> STUDY QUESTIONS:
[a] Answer these from the Buenos Aires tango reflection:
(i) What does the writer give as the objective of the trip?
(ii) What future career does the writer name?
(iii) What is the title of the poem shared at the end?
[b] Reproduce the passage of the Buenos Aires tango reflection starting at "Show me you" and ending at "your own will.".

[SOURCE EXTRACT — start]

My impulsive decision to come to Buenos Aires was running away from unwanted feelings and I arrived in Buenos Aires vulnerable and fearful but also excited.  My objective for this trip was to learn traditional tango, that is to dance with connection and that means connecting with your partner, the music and yourself, but Buenos Aires gave me a mirror in which I could determine who I am, what do I want to do with the rest of my life and what I am prepared to do to make it happen.  I have connected with myself on a level which I were always to scared to show and it provided me the space to stay with my feelings with no judgement or expectation.  Learning to dance tango in the traditional way has provided the platform on which I can build my future career as a Craniosacral Therapist, because I learned that my body will heal itself when it feels safe, safe within and it surroundings. I have no idea how my new career will happen and thinking of the future, I have the same feelings as when I arrived in Buenos Aires.  Looking back on my experience in Buenos Aires I trust that the future can only bring another amazing experience!!!!!  I realised that I live with connection and do not have to look for it in my surroundings and that some people will choose to share that space with me and some will not and that is OK!!!!  I made piece with the way I dance in life and I share this poem with the people in Buenos Aires who enriched my life:

The Dance

I have sent you my invitation,

the note inscribed on the palm of my hand by the fire of living.

Don’t jump up and shout, “Yes, this is what I want! Let’s do it!”

Just stand up quietly and dance with me.

Show me how you follow your deepest desires,

spiraling down into the ache within the ache,

and I will show you how I reach inward and open outward

to feel the kiss of the Mystery, sweet lips on my own, every day.

Don’t tell me you want to hold the whole world in your heart.

Show me how you turn away from making another wrong without abandoning yourself when you are hurt and afraid of being unloved.

Tell me a story of who you are,

and see who I am in the stories I live.

And together we will remember that each of us always has a choice.

Don’t tell me how wonderful things will be . . . some day.

Show me you can risk being completely at peace,

truly okay with the way things are right now in this moment,

and again in the next and the next and the next. . .

I have heard enough warrior stories of heroic daring.

Tell me how you crumble when you hit the wall,

the place you cannot go beyond by the strength of your own will.

What carries you to the other side of that wall, to the fragile beauty of your own humanness?

[SOURCE EXTRACT — finish]
[PROVIDED MATERIAL — start]

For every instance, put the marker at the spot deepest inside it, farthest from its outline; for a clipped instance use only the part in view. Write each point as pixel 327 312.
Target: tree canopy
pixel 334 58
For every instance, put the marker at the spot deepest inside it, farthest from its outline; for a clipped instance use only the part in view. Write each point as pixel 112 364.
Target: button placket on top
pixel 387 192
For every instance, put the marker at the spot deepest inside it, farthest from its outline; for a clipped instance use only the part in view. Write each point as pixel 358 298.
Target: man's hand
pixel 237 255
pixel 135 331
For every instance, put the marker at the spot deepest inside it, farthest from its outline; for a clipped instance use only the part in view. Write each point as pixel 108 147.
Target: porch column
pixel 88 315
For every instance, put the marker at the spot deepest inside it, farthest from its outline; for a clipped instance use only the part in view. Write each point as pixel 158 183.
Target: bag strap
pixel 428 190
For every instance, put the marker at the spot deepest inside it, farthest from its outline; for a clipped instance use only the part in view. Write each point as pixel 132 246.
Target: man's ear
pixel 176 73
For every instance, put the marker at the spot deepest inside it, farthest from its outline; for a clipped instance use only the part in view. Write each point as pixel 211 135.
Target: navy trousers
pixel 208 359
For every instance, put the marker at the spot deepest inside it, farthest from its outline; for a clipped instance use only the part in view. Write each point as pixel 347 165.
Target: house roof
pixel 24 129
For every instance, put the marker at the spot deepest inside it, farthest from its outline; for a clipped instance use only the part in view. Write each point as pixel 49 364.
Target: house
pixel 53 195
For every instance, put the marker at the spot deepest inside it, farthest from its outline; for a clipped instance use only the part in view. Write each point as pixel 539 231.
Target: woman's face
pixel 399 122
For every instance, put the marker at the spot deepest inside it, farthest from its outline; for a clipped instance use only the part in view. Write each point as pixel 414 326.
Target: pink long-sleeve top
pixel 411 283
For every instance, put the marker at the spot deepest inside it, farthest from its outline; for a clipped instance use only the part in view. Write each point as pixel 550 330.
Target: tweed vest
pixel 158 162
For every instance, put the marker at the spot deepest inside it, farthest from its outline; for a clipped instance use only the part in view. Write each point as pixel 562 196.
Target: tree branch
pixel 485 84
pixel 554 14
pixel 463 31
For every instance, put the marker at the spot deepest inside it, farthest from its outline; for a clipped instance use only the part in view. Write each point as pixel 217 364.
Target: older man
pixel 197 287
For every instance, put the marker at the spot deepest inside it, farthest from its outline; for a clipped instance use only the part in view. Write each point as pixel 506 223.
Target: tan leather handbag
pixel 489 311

[PROVIDED MATERIAL — finish]

> SOLVED PROBLEMS:
[a]
(i) To learn traditional tango, meaning to dance with connection to one's partner, the music and oneself.
(ii) Craniosacral Therapist.
(iii) "The Dance".

[b]
Show me you can risk being completely at peace,

truly okay with the way things are right now in this moment,

and again in the next and the next and the next. . .

I have heard enough warrior stories of heroic daring.

Tell me how you crumble when you hit the wall,

the place you cannot go beyond by the strength of your own will.